◆ Exercício proposto 1
Reescreva a parte dos registros que começa na linha que contém "of the leaf" e termina na linha que contém "pixel 511 329", trocando "phrase" por "description" e mantendo todo o resto inalterado.

◆ Trecho
Infelizmente ou felizmente, nossos desejos e aversões são déspotas impacientes e, portanto, exigem satisfação imediata.
As vítimas do tão falado “estelionato sentimental” nada mais são do que pessoas com hábitos e desejos duvidosos. Óbvio que existem exceções. Isso porque se você desejar algo que está fora de seu controle – emprestar dinheiro para alguém para que mantenha um relacionamento ou para que case contigo -, sem dúvida, o resultado será uma decepção.
Com o devido respeito às vítimas do “golpista do Tinder” e de outros milhões de casos idênticos espalhados no mundo, mas o golpe taí, cai quem quer. Os estragos eram previsíveis e até mesmo evitáveis. Bastaria que se atentassem aos detalhes, ao estilo de vida, as atitudes suspeitas e abrissem os olhos para os sinais que são dados desde o primeiro encontro amoroso.
Em relação ao novo crime “estelionato sentimental”, temos que parar urgentemente com essa mania de criar tipificações indiscriminadamente. O crime de estelionato (art. 171, CP), por si só já abarca tais situações, quando dispõe: “obter, para si ou para outrem, vantagem ilícita, em prejuízo alheio, induzindo ou mantendo alguém em erro, mediante artifício, ardil, ou qualquer outro meio fraudulento”, que nesse caso seria o afeto. Esse é, inclusive, o entendimento do Superior Tribunal de Justiça.
O estelionato sentimental é toda a forma de obtenção de vantagem ilícita no decurso de uma relação amorosa em que um indivíduo se aproveita da lealdade, confiança e afeto alheio para enriquecimento próprio, desrespeitando a boa-fé objetiva e, consequentemente, acarreta a obrigação de indenizar a vítima pelos prejuízos sofridos.

◆ Material do exercício
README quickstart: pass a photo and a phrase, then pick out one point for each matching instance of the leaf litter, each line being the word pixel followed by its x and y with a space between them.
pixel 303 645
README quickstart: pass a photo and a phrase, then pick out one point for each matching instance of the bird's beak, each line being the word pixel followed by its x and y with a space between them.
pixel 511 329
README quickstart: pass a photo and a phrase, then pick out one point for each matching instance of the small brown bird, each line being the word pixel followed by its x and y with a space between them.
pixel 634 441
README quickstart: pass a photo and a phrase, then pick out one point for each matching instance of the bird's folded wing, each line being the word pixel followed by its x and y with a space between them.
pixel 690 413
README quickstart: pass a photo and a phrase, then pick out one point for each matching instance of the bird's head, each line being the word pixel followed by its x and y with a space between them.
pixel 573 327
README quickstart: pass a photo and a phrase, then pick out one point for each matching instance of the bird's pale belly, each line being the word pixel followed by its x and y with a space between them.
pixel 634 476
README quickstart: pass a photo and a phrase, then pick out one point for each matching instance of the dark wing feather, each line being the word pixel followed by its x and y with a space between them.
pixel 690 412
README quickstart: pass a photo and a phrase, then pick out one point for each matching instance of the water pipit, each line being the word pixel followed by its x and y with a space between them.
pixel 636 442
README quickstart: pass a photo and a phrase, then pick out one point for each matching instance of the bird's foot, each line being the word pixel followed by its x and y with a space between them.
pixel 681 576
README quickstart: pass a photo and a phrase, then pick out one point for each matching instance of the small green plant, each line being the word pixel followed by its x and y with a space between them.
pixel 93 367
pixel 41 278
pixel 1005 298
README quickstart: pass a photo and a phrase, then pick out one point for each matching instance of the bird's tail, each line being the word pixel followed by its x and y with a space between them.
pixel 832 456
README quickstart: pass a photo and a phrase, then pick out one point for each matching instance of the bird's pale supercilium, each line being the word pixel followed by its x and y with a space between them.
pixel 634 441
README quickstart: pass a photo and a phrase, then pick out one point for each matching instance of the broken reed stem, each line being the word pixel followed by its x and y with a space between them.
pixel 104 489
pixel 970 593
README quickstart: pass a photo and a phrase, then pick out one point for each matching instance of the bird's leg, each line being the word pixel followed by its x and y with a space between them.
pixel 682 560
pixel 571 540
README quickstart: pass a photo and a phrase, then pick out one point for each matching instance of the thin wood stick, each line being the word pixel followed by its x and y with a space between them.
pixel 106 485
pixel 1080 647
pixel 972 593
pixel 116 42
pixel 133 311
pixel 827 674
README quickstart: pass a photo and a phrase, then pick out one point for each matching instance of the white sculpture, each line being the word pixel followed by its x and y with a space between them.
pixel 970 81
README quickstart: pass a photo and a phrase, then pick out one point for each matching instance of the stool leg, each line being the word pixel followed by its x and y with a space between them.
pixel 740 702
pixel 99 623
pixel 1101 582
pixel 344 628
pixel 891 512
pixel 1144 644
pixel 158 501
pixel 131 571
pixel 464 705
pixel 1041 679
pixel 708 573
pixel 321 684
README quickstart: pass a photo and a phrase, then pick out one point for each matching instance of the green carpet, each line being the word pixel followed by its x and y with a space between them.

* * *

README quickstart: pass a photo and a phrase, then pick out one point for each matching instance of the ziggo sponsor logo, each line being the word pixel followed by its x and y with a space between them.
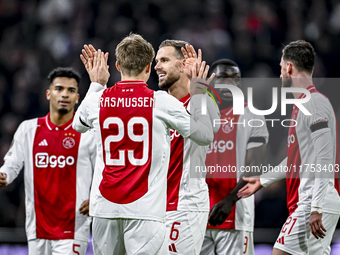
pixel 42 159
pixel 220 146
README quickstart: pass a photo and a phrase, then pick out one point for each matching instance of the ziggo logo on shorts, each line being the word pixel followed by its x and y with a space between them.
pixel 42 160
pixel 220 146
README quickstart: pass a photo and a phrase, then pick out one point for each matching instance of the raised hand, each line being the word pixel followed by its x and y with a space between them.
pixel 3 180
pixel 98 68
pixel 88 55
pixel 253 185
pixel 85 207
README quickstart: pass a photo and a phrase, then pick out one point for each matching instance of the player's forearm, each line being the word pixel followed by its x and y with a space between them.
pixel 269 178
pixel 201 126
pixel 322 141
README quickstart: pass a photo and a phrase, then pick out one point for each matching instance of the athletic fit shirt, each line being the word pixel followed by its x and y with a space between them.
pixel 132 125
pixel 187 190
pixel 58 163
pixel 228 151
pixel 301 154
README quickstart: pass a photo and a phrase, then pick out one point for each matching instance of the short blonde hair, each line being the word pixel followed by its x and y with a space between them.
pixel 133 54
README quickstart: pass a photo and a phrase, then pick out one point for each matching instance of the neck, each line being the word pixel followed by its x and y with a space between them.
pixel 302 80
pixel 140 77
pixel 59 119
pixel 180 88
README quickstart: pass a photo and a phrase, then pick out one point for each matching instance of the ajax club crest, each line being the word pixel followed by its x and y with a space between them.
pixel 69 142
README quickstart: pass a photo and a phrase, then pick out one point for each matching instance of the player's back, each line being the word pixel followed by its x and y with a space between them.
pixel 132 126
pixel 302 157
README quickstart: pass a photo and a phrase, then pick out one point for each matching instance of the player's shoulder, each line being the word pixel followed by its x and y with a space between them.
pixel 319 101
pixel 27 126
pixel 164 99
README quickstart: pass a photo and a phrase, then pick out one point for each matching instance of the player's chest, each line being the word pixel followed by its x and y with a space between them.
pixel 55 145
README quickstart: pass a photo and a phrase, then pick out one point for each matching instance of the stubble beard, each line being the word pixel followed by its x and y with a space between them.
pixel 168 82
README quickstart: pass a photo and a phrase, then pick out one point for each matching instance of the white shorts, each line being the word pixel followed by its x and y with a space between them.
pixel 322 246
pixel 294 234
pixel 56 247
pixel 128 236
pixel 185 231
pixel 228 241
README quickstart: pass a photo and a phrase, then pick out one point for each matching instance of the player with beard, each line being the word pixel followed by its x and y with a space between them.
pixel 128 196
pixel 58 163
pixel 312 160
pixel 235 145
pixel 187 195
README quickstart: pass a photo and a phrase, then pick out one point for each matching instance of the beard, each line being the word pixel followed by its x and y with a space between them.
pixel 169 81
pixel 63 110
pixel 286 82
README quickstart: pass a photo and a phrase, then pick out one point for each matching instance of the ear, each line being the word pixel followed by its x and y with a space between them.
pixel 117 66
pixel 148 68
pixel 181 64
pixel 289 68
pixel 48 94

==

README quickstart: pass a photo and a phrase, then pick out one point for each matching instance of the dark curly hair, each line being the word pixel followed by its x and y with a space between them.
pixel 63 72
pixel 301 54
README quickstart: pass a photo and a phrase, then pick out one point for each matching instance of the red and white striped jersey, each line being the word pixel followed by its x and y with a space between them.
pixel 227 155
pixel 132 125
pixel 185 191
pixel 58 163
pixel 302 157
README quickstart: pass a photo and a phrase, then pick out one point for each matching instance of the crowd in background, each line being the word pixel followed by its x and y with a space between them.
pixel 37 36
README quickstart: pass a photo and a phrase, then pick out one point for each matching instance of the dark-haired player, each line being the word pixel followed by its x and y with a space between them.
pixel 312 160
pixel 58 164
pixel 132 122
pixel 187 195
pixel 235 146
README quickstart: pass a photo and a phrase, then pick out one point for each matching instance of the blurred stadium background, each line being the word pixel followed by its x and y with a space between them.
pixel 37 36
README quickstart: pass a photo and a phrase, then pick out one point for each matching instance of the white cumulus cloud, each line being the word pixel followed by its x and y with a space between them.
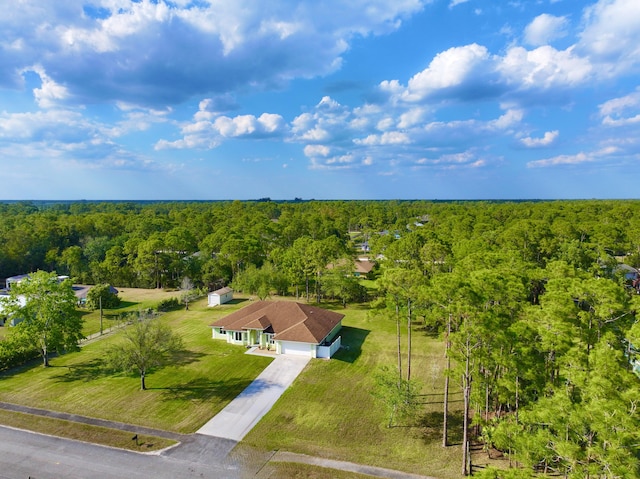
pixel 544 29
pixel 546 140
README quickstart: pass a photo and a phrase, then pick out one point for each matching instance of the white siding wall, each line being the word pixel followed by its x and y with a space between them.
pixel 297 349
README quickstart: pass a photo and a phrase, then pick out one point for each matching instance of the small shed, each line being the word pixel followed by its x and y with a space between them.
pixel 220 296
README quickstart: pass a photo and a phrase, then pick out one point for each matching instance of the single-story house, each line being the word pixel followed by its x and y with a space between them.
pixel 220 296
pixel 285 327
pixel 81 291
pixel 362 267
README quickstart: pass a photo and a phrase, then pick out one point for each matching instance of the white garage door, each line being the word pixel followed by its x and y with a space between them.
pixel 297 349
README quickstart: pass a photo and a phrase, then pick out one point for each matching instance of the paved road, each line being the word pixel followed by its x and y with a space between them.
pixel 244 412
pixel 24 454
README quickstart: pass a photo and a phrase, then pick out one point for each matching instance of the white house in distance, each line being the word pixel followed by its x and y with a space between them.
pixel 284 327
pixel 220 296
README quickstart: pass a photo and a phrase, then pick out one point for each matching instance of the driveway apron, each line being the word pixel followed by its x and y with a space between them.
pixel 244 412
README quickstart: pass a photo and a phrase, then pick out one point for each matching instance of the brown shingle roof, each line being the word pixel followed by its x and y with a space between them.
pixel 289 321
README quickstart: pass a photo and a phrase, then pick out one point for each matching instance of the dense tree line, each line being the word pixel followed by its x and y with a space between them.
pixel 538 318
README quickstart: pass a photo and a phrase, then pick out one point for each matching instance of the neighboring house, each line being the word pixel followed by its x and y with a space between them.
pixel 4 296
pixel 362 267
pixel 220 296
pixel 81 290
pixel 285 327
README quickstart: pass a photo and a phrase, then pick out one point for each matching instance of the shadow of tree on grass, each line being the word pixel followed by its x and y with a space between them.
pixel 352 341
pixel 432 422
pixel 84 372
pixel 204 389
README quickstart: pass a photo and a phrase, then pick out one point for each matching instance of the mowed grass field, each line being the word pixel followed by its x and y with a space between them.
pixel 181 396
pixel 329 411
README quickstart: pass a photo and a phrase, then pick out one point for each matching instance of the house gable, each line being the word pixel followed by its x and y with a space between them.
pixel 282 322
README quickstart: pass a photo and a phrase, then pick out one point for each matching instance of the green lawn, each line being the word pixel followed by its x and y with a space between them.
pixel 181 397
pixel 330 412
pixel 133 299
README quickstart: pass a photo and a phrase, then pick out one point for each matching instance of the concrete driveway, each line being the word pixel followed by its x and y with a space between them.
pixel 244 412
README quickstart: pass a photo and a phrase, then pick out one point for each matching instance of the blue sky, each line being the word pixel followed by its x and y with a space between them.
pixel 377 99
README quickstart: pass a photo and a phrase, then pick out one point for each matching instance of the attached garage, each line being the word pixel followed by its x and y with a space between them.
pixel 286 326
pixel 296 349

◆ Exercício proposto 2
Resuma em duas frases o texto sobre o estelionato sentimental.

◆ Resposta completa 1
README quickstart: pass a photo and a description, then pick out one point for each matching instance of the leaf litter, each line being the word pixel followed by its x and y with a space between them.
pixel 303 645
README quickstart: pass a photo and a description, then pick out one point for each matching instance of the bird's beak, each line being the word pixel followed by its x and y with a space between them.
pixel 511 329

◆ Resposta completa 2
O texto afirma que as vítimas do chamado estelionato sentimental, salvo exceções, sofreram estragos previsíveis e evitáveis, bastando que abrissem os olhos para os sinais dados desde o primeiro encontro. Defende ainda que não é preciso criar uma nova tipificação, pois o crime de estelionato do art. 171 do CP já abarca essas situações, entendimento também do Superior Tribunal de Justiça.